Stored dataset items
═══
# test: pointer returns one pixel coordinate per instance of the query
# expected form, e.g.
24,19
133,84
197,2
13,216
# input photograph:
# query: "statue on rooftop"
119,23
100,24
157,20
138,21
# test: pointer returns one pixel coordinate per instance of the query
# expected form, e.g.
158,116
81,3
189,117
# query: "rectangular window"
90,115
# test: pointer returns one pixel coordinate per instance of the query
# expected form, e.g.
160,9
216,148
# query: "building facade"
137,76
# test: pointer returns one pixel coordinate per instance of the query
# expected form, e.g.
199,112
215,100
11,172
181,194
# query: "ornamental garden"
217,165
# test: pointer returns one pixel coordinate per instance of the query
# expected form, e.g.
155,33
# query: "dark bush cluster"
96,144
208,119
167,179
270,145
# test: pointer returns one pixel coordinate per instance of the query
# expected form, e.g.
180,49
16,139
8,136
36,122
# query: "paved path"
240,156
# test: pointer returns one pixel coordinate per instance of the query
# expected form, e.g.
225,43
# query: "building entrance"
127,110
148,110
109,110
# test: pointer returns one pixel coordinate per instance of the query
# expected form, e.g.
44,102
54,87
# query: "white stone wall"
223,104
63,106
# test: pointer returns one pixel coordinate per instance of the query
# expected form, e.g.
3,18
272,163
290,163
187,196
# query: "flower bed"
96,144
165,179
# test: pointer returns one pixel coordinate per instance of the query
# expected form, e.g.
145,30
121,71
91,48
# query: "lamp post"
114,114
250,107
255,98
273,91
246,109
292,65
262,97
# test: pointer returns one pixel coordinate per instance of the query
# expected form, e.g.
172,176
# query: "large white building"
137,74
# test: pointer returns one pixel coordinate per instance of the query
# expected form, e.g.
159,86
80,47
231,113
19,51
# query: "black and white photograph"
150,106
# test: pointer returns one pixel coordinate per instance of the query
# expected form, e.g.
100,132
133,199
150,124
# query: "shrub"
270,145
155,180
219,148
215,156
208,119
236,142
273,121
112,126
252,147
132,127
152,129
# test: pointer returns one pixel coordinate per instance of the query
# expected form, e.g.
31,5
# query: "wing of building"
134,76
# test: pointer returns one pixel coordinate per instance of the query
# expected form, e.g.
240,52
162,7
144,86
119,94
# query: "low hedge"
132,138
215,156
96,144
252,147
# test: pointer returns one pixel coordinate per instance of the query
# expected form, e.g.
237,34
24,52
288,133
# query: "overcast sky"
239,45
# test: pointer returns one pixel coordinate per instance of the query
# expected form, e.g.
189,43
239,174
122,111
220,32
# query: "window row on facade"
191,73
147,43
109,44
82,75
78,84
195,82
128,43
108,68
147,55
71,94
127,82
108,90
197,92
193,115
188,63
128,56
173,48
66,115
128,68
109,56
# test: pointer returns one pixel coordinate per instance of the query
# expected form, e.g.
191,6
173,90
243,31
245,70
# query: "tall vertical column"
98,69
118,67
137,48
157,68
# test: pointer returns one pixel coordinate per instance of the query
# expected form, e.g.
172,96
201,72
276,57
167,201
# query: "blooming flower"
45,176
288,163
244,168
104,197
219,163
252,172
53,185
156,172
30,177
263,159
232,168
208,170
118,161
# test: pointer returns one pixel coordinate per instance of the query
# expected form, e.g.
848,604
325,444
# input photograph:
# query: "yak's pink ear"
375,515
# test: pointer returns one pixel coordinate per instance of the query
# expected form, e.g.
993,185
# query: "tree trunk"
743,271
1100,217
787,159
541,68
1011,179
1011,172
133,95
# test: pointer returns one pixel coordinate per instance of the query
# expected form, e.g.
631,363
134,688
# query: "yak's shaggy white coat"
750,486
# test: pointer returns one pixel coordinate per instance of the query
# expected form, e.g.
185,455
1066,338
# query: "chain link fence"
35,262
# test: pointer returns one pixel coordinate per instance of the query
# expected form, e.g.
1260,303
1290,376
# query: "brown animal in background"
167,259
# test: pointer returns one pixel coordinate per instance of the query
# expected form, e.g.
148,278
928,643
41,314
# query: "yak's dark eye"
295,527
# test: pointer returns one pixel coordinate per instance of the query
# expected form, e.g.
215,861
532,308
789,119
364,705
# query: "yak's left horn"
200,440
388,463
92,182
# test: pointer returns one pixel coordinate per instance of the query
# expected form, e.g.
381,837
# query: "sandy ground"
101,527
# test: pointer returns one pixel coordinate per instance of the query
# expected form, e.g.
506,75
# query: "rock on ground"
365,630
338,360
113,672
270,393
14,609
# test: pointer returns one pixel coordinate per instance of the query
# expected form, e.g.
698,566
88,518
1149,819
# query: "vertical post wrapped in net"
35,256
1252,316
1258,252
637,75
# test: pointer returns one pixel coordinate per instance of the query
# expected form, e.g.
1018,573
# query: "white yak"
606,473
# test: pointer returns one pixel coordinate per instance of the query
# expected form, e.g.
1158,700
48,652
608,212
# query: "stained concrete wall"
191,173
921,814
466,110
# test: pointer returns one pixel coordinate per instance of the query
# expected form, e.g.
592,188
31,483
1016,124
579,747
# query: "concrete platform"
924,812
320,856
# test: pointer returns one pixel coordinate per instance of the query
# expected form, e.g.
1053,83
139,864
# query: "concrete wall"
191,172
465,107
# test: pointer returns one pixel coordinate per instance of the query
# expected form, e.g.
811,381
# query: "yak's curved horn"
═══
> **WORK INSTRUCTION**
Down to the last line, retype the entries above exactly.

> **EXERCISE OUTPUT**
# test: pointer returns one pixel coordinate per instance of the query
# expected form, e.g.
24,19
133,84
197,2
13,216
# input photograph:
# query: "statue on rooftop"
119,23
100,24
157,20
138,21
# test: pointer returns one pixel coordinate per instance of the query
# expected form, e.g.
158,116
81,3
189,117
# query: "rectangular window"
90,115
# test: pointer returns one pixel coordinate per instance of the query
# expected form, e.g.
160,9
216,148
# query: "building facade"
137,76
# test: pointer returns one pixel coordinate per instance of the query
# expected form, e.g.
199,112
215,100
11,172
181,194
# query: "ornamental garden"
217,165
# test: pointer returns one pixel coordinate per instance of the query
# expected form, e.g.
155,33
# query: "dark bush cluster"
96,144
208,119
167,179
270,145
# test: pointer returns one pixel coordinate per instance of the query
# expected form, e.g.
180,49
16,139
8,136
36,122
# query: "paved path"
240,156
# test: pointer returns one pixel coordinate per instance of the query
# expected form, e.g.
225,43
# query: "building entrance"
127,110
148,110
109,110
# test: pointer returns one pixel coordinate per instance of the query
# expected form, e.g.
44,102
54,87
# query: "white stone wall"
223,104
63,106
# test: pointer returns one pixel coordinate per instance of the query
# expected form, e.g.
3,18
272,163
290,163
187,196
# query: "flower bed"
96,144
165,179
# test: pointer returns one pixel coordinate per instance of the query
# expected form, e.g.
145,30
121,71
91,48
# query: "lamp post"
114,114
250,107
255,98
273,91
246,109
292,65
262,97
# test: pointer returns one pixel coordinate per instance of the query
# expected form, e.g.
172,176
# query: "large white building"
137,74
# test: pointer returns one pixel coordinate per instance of the query
# expected form, e.g.
159,86
80,47
231,113
19,51
# query: "black and white photograph"
150,106
# test: pointer returns one pixel coordinate per instance of the query
# expected form, e.g.
100,132
133,199
150,124
# query: "shrub"
270,145
155,180
219,148
215,156
208,119
236,142
273,121
112,126
252,147
132,127
152,129
# test: pointer returns one pixel coordinate per instance of the query
# expected form, e.g.
31,5
# query: "wing of building"
134,76
# test: pointer returns one pixel coordinate per instance of the query
# expected form, e.g.
240,52
162,7
144,86
119,94
# query: "low hedge"
132,138
215,156
96,144
252,147
# test: pointer returns one pixel coordinate per instance of the query
# expected form, e.g.
237,34
24,52
288,133
# query: "overcast sky"
239,45
# test: pointer returns one pixel coordinate per instance of the query
# expected form, e.g.
189,43
239,174
122,111
220,32
# query: "window row on facade"
191,73
147,43
109,44
82,75
78,84
195,82
128,43
108,68
147,55
71,94
127,82
108,90
197,92
193,115
188,63
128,56
173,48
66,115
128,68
109,56
# test: pointer returns one pixel coordinate per instance of the query
# expected form, e.g.
191,6
173,90
243,31
245,70
# query: "tall vertical column"
98,69
118,67
137,48
157,68
# test: pointer returns one pixel coordinate per instance of the query
# expected form, e.g.
172,96
201,72
276,57
167,201
# query: "blooming flower"
45,176
288,163
244,168
104,197
219,163
252,172
53,185
156,172
30,177
263,159
232,168
208,170
118,161
# test: pointer returns one pixel coordinate per instance of the query
# expected form, e.g.
848,604
325,444
# input photograph:
# query: "yak's pink ear"
375,515
# test: pointer returns one pixel coordinate per instance of the query
# expected form, e.g.
993,185
# query: "tree trunk"
743,271
1100,217
787,159
541,68
1011,179
1011,172
133,95
# test: pointer returns one pixel coordinate per instance of the query
# expected form, e.g.
631,363
134,688
# query: "yak's shaggy white coat"
750,486
# test: pointer returns one pixel coordinate per instance of the query
# expected form, e.g.
185,455
1066,338
# query: "chain link fence"
35,262
# test: pointer returns one pixel coordinate per instance of the query
# expected form, e.g.
1260,303
1290,376
# query: "brown animal in background"
167,259
# test: pointer returns one pixel coordinate per instance of the query
# expected form, e.g.
148,278
928,643
41,314
# query: "yak's dark eye"
295,527
# test: pointer returns one pixel coordinate per instance of the query
# expected form, e.g.
215,861
532,308
789,119
364,705
# query: "yak's left horn"
200,440
388,463
92,182
# test: pointer returns one pixel coordinate per instance of the query
# expected form, e.g.
381,837
# query: "sandy ground"
101,527
# test: pointer returns one pixel coordinate per instance of the query
# expected form, e.g.
506,75
# query: "rock on ground"
365,630
338,360
113,672
270,393
14,609
# test: pointer returns one pixel coordinate per instance of the query
# expected form, e.g.
698,566
88,518
1149,819
# query: "vertical post wrapped in net"
35,256
1252,316
1258,252
637,75
# test: pointer returns one pixel coordinate per instance of the query
# expected form, e.g.
1018,573
# query: "white yak"
606,473
# test: pointer returns one pixel coordinate per instance of the query
# expected form, e.g.
1158,700
48,652
608,212
# query: "stained concrete wall"
191,173
921,814
466,110
# test: pointer returns one pixel coordinate per instance of the query
# expected form, e.g.
592,188
31,483
1016,124
579,747
# query: "concrete platform"
924,812
320,856
# test: pointer returns one pixel coordinate per instance of the query
# expected form, e.g.
1053,83
139,864
# query: "concrete wall"
191,172
465,107
# test: pointer returns one pixel coordinate per instance of the query
# expected form, e.g.
811,381
# query: "yak's curved horn"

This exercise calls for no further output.